:: Records for the exercise ::

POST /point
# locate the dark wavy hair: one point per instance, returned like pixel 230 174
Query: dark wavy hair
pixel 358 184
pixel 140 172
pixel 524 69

:::

| Work instructions |
When a line in the records above holds "point", that line is to be reported.

| Answer box |
POST /point
# locate the dark wavy hair: one point per instance, returned like pixel 230 174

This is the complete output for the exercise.